> _TASK DESCRIPTION_
Pictures do not belong in the copy; restate the records below word for word.

Stored data entries:
● ● ● ●

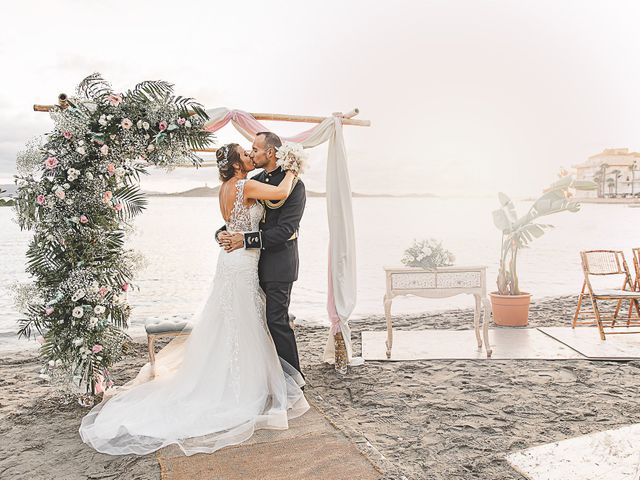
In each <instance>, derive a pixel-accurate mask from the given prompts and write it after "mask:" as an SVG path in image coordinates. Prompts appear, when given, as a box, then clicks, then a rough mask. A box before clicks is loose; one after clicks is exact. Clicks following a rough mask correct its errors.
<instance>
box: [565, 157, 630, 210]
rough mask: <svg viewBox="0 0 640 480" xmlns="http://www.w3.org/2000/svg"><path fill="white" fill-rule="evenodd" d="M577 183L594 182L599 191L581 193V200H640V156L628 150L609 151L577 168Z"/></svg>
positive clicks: (576, 173)
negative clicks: (635, 197) (589, 198)
mask: <svg viewBox="0 0 640 480" xmlns="http://www.w3.org/2000/svg"><path fill="white" fill-rule="evenodd" d="M573 168H575V169H576V179H577V180H590V181H593V182H595V183H596V184H597V185H598V188H597V190H591V191H581V192H580V194H579V195H580V196H581V197H587V198H595V197H598V198H615V197H630V196H639V197H640V153H639V152H630V151H629V149H628V148H607V149H605V150H604V151H603V152H602V153H598V154H597V155H593V156H591V157H589V158H588V159H587V161H586V162H584V163H581V164H579V165H574V166H573Z"/></svg>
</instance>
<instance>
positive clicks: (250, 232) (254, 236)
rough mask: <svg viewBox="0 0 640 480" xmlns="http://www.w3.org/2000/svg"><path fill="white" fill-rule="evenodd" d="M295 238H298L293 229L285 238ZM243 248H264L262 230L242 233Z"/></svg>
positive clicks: (261, 248)
mask: <svg viewBox="0 0 640 480" xmlns="http://www.w3.org/2000/svg"><path fill="white" fill-rule="evenodd" d="M296 238H298V232H297V231H295V232H293V235H291V236H290V237H289V239H288V240H287V242H288V241H290V240H295V239H296ZM244 248H249V249H251V248H259V249H261V250H264V247H263V246H262V231H257V232H247V233H245V234H244Z"/></svg>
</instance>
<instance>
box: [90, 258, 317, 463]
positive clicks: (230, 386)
mask: <svg viewBox="0 0 640 480" xmlns="http://www.w3.org/2000/svg"><path fill="white" fill-rule="evenodd" d="M259 254H260V252H259V251H255V250H244V249H240V250H236V251H234V252H231V253H226V252H224V251H221V252H220V256H219V258H218V265H217V268H216V273H215V276H214V279H213V281H212V283H211V286H210V288H209V292H208V294H207V295H206V297H205V299H204V301H203V302H202V303H201V304H200V306H199V307H198V309H197V311H196V314H195V315H194V318H193V324H194V327H193V330H192V332H191V334H190V335H188V336H183V337H178V338H176V339H174V340H172V341H171V342H169V344H168V345H167V346H166V347H164V348H163V349H162V350H161V351H160V352H159V353H158V354H157V356H156V362H155V369H154V372H152V371H151V366H150V364H148V363H147V364H146V365H145V366H144V367H143V368H142V369H141V370H140V372H139V373H138V375H137V376H136V378H135V379H133V380H132V381H130V382H129V383H127V384H125V385H124V386H122V387H119V388H118V389H115V390H113V392H109V391H107V392H108V393H107V394H105V397H104V399H103V401H102V402H101V403H100V404H98V405H96V406H95V407H93V409H92V410H91V411H90V412H89V413H88V414H87V415H86V416H85V417H84V418H83V419H82V423H81V425H80V430H79V431H80V436H81V437H82V440H83V441H84V442H85V443H87V444H89V445H90V446H92V447H93V448H94V449H96V450H97V451H99V452H102V453H107V454H112V455H124V454H139V455H143V454H147V453H150V452H153V451H155V450H158V449H160V448H162V447H164V446H167V445H170V444H176V445H178V446H179V447H180V448H181V449H182V451H183V452H184V453H185V454H186V455H192V454H194V453H210V452H213V451H215V450H218V449H220V448H222V447H225V446H228V445H233V444H238V443H241V442H243V441H245V440H247V439H248V438H249V437H251V435H253V433H254V431H255V430H256V429H260V428H270V429H286V428H288V421H289V420H290V419H292V418H295V417H297V416H300V415H302V414H303V413H304V412H306V411H307V410H308V409H309V404H308V403H307V401H306V399H305V398H304V395H303V392H302V390H301V388H300V387H301V386H302V385H304V380H303V379H302V376H301V375H300V373H299V372H298V371H297V370H296V369H295V368H293V367H292V366H291V365H289V364H288V363H287V362H286V361H284V360H283V359H281V358H280V357H278V355H277V352H276V349H275V346H274V344H273V340H272V339H271V336H270V334H269V330H268V328H267V324H266V319H265V299H264V294H263V292H262V290H261V289H260V286H259V282H258V260H259ZM154 374H155V375H154Z"/></svg>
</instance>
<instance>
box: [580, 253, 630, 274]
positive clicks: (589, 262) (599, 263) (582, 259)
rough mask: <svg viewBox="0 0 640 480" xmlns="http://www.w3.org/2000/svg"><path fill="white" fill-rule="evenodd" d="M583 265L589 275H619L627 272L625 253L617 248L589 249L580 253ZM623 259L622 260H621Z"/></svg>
mask: <svg viewBox="0 0 640 480" xmlns="http://www.w3.org/2000/svg"><path fill="white" fill-rule="evenodd" d="M580 255H581V257H582V266H583V268H584V270H585V273H588V274H589V275H619V274H621V273H626V272H625V269H624V259H621V255H623V253H622V252H621V251H617V250H588V251H585V252H581V253H580ZM621 260H622V261H621Z"/></svg>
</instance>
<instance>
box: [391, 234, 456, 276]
mask: <svg viewBox="0 0 640 480" xmlns="http://www.w3.org/2000/svg"><path fill="white" fill-rule="evenodd" d="M454 261H455V257H454V255H453V254H452V253H451V252H450V251H449V250H446V249H445V248H444V247H443V246H442V242H439V241H437V240H435V239H433V238H430V239H429V240H421V241H416V240H414V241H413V245H411V246H410V247H409V248H407V249H406V250H405V252H404V257H403V258H402V263H403V264H405V265H406V266H407V267H420V268H426V269H433V268H438V267H450V266H451V265H453V262H454Z"/></svg>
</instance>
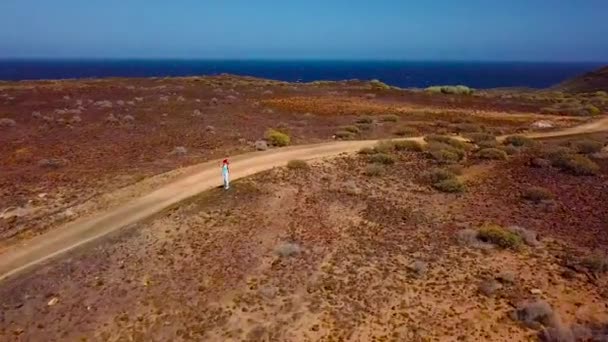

● ● ● ●

> _WRITTEN SOLUTION_
In each <instance>, derive a pixel-accurate mask from the given prompts and write it after "mask:" as an SVG path in image coordinates. Prompts appear, when given, as a box, then clicks, then a rough mask. A box before clicks is loose; one after clicks is exact. Clicks following a rough mask correct its errors.
<instance>
box: [565, 157, 630, 210]
rough mask: <svg viewBox="0 0 640 480" xmlns="http://www.w3.org/2000/svg"><path fill="white" fill-rule="evenodd" d="M577 183L594 182L599 191L581 193V200H640V156L628 150L609 151L577 168Z"/></svg>
positive clicks: (576, 173)
negative clicks: (635, 197) (589, 198)
mask: <svg viewBox="0 0 640 480" xmlns="http://www.w3.org/2000/svg"><path fill="white" fill-rule="evenodd" d="M573 168H575V169H576V179H577V180H590V181H593V182H595V183H596V184H597V185H598V188H597V190H591V191H581V192H580V194H579V195H580V196H581V197H587V198H595V197H598V198H615V197H630V196H639V197H640V153H639V152H630V151H629V149H628V148H607V149H605V150H604V151H603V152H602V153H598V154H597V155H593V156H591V157H589V158H588V159H587V161H586V162H584V163H581V164H579V165H574V166H573Z"/></svg>
</instance>
<instance>
positive clicks: (250, 232) (254, 236)
rough mask: <svg viewBox="0 0 640 480" xmlns="http://www.w3.org/2000/svg"><path fill="white" fill-rule="evenodd" d="M295 238H298L293 229L285 238ZM243 248H264L262 230L242 233Z"/></svg>
positive clicks: (261, 248)
mask: <svg viewBox="0 0 640 480" xmlns="http://www.w3.org/2000/svg"><path fill="white" fill-rule="evenodd" d="M296 238H298V232H297V231H295V232H293V235H291V236H290V237H289V239H288V240H287V242H288V241H290V240H295V239H296ZM244 248H249V249H251V248H259V249H261V250H264V247H263V246H262V231H257V232H247V233H245V234H244Z"/></svg>
</instance>
<instance>
box: [90, 258, 317, 463]
positive clicks: (230, 386)
mask: <svg viewBox="0 0 640 480" xmlns="http://www.w3.org/2000/svg"><path fill="white" fill-rule="evenodd" d="M259 254H260V252H259V251H255V250H244V249H240V250H236V251H234V252H231V253H226V252H224V251H221V252H220V256H219V258H218V265H217V268H216V273H215V276H214V279H213V281H212V283H211V286H210V288H209V292H208V294H207V295H206V297H205V299H204V301H203V302H202V303H201V304H200V306H199V307H198V309H197V311H196V314H195V315H194V318H193V324H194V327H193V330H192V332H191V334H190V335H188V336H183V337H178V338H176V339H174V340H172V341H171V342H169V344H168V345H167V346H166V347H164V348H163V349H162V350H161V351H160V352H159V353H158V354H157V356H156V362H155V369H154V372H152V371H151V366H150V364H148V363H147V364H146V365H145V366H144V367H143V368H142V369H141V370H140V372H139V373H138V375H137V376H136V378H135V379H133V380H132V381H130V382H129V383H127V384H125V385H124V386H122V387H119V388H118V389H115V390H113V392H109V391H107V392H108V393H107V394H105V397H104V399H103V401H102V402H101V403H100V404H98V405H96V406H95V407H93V409H92V410H91V411H90V412H89V413H88V414H87V415H86V416H85V417H84V418H83V419H82V423H81V425H80V430H79V431H80V436H81V437H82V440H83V441H84V442H85V443H87V444H89V445H90V446H92V447H93V448H94V449H96V450H97V451H99V452H102V453H107V454H112V455H124V454H139V455H143V454H147V453H150V452H153V451H155V450H158V449H160V448H162V447H164V446H167V445H170V444H176V445H178V446H179V447H180V448H181V449H182V451H183V452H184V453H185V454H186V455H192V454H194V453H210V452H213V451H215V450H218V449H220V448H222V447H225V446H228V445H233V444H238V443H241V442H243V441H245V440H247V439H248V438H249V437H251V435H253V433H254V431H255V430H256V429H260V428H270V429H286V428H288V421H289V420H290V419H292V418H295V417H297V416H300V415H302V414H303V413H304V412H306V411H307V410H308V409H309V404H308V403H307V401H306V399H305V398H304V395H303V392H302V390H301V388H300V387H301V386H302V385H304V380H303V379H302V376H301V375H300V373H299V372H298V371H297V370H296V369H295V368H293V367H292V366H291V365H289V364H288V363H287V362H286V361H284V360H283V359H281V358H280V357H278V355H277V352H276V349H275V346H274V344H273V340H272V339H271V336H270V334H269V330H268V328H267V324H266V319H265V299H264V294H263V292H262V290H261V289H260V286H259V282H258V260H259ZM154 374H155V375H154Z"/></svg>
</instance>
<instance>
box: [580, 253, 630, 274]
positive clicks: (589, 262) (599, 263) (582, 259)
rough mask: <svg viewBox="0 0 640 480" xmlns="http://www.w3.org/2000/svg"><path fill="white" fill-rule="evenodd" d="M583 265L589 275H619L627 272L625 253L617 248L589 249L580 253ZM623 259L622 260H621Z"/></svg>
mask: <svg viewBox="0 0 640 480" xmlns="http://www.w3.org/2000/svg"><path fill="white" fill-rule="evenodd" d="M580 255H581V257H582V266H583V268H584V270H585V273H588V274H589V275H619V274H621V273H626V272H625V269H624V259H621V255H623V253H622V252H621V251H617V250H588V251H585V252H581V253H580ZM621 260H622V261H621Z"/></svg>
</instance>
<instance>
box: [391, 234, 456, 276]
mask: <svg viewBox="0 0 640 480" xmlns="http://www.w3.org/2000/svg"><path fill="white" fill-rule="evenodd" d="M454 261H455V257H454V255H453V254H452V253H451V252H450V251H449V250H446V249H445V248H444V247H443V246H442V242H439V241H437V240H435V239H433V238H430V239H429V240H421V241H416V240H414V241H413V245H411V246H410V247H409V248H407V249H406V250H405V252H404V257H403V258H402V263H403V264H405V265H406V266H407V267H420V268H426V269H433V268H438V267H450V266H451V265H453V262H454Z"/></svg>
</instance>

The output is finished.